Information provided
== Segment start ==
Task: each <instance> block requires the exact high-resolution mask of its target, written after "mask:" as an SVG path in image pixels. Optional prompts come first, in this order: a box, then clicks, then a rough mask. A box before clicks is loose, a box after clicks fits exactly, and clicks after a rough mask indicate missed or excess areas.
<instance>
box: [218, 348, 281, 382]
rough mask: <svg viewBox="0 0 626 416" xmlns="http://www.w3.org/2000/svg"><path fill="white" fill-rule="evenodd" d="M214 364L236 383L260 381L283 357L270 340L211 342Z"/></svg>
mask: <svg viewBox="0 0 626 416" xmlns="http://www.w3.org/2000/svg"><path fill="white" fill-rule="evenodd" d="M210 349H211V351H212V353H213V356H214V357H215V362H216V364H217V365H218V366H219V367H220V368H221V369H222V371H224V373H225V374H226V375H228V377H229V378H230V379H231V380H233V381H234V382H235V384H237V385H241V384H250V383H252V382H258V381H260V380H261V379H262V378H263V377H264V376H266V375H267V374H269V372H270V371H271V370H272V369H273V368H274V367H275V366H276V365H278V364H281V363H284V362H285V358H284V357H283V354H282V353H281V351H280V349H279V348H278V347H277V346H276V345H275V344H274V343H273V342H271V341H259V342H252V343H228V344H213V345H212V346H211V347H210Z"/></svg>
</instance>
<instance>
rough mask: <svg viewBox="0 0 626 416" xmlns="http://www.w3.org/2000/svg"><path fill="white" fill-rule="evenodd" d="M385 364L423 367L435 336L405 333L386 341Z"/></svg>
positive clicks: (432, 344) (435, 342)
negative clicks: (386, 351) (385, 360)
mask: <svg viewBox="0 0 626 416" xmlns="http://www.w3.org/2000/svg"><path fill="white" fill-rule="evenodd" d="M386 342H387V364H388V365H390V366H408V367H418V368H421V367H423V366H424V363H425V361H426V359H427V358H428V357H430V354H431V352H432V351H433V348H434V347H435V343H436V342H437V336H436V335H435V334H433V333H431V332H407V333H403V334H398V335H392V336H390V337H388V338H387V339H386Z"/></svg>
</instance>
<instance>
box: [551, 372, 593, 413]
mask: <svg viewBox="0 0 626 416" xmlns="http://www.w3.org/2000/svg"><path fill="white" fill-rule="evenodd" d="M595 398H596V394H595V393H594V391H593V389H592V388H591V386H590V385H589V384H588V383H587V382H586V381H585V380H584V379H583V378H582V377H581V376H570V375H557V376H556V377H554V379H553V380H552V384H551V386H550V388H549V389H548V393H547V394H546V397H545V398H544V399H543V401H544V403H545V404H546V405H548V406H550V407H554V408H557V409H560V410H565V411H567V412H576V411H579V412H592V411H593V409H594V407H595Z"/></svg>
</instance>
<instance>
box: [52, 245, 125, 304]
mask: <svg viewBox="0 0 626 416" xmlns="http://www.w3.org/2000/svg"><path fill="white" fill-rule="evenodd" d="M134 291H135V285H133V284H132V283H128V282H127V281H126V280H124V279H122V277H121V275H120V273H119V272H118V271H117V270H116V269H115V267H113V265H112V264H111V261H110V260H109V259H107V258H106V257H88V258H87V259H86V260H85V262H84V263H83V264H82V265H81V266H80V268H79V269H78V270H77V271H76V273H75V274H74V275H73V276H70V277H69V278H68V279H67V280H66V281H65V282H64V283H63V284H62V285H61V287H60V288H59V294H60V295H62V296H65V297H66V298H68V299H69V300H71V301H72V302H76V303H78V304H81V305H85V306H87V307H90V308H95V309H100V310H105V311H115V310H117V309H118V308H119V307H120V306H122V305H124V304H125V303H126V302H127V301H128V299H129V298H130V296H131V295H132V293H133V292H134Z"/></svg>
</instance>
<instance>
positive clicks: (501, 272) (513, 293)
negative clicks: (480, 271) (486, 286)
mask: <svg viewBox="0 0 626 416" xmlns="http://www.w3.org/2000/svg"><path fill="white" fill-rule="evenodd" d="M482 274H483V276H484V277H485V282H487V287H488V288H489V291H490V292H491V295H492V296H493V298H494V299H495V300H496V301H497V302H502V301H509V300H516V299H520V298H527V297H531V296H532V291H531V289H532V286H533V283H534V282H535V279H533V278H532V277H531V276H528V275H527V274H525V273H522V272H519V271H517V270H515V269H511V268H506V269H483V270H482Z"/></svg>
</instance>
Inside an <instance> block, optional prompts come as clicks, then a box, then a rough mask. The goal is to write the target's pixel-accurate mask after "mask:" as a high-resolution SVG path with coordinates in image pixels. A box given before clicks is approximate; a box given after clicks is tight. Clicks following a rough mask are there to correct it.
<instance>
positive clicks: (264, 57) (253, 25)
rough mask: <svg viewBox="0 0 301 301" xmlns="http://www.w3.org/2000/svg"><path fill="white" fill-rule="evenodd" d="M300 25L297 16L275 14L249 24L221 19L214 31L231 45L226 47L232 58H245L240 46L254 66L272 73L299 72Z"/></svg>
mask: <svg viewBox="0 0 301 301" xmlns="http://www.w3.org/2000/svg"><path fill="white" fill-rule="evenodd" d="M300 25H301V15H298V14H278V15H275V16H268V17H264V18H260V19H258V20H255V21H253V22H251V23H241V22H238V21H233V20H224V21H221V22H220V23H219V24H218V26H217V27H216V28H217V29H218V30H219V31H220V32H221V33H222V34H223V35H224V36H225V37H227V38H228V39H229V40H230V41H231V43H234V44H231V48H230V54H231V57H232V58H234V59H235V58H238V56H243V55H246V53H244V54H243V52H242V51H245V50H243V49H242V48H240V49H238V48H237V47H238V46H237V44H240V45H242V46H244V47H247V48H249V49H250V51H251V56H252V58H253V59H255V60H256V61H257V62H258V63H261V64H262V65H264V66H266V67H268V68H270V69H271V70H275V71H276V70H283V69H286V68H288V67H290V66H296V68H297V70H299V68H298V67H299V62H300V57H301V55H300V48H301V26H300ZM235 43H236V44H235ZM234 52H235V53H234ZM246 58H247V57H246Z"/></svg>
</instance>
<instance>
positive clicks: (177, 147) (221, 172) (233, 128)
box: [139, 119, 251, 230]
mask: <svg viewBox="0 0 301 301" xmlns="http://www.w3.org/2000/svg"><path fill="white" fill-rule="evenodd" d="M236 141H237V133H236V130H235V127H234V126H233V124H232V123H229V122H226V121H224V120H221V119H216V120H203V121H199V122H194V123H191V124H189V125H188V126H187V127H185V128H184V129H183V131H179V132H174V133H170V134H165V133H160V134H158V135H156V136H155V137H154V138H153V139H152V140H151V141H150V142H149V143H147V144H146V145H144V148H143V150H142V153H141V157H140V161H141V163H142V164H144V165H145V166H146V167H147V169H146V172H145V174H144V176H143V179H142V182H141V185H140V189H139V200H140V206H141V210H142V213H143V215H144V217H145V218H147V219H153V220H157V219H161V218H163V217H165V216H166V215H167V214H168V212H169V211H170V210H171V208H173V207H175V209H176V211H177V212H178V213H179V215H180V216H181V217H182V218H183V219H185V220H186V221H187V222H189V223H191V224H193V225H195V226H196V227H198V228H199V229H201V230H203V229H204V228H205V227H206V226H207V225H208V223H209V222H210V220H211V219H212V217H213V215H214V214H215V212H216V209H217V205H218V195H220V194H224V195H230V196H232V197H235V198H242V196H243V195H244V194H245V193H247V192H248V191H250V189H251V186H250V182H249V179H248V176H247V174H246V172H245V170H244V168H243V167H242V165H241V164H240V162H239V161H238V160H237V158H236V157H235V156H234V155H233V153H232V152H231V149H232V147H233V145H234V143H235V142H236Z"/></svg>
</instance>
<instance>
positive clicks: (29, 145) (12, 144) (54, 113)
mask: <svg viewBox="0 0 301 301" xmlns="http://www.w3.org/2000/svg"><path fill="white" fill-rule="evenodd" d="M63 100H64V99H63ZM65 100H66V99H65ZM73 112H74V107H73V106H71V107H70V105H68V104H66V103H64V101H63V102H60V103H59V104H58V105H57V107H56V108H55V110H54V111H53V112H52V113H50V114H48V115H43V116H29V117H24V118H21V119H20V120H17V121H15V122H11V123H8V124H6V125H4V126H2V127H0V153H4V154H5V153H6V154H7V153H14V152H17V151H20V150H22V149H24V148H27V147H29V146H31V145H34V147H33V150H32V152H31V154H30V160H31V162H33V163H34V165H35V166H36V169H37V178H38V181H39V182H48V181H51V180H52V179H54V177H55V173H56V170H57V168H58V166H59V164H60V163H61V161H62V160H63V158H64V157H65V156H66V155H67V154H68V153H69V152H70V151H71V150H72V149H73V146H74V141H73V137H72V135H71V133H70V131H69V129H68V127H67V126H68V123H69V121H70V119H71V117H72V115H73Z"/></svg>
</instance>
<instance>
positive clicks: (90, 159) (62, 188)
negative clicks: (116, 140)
== Segment end ==
Task statement
Copy out the lines word for word, starting with the first line and ending with the line that contains "box: [218, 348, 281, 382]", including that line.

Output of the exercise
Task: each <instance> block requires the exact high-resolution mask of its target, written after "mask:" as an SVG path in image pixels. Optional prompts come first, in this order: a box, then clicks, then a rough mask. A box before clicks is loose, a box after clicks fits exactly, and clicks after a rough mask indicate missed or excess areas.
<instance>
box: [218, 348, 281, 382]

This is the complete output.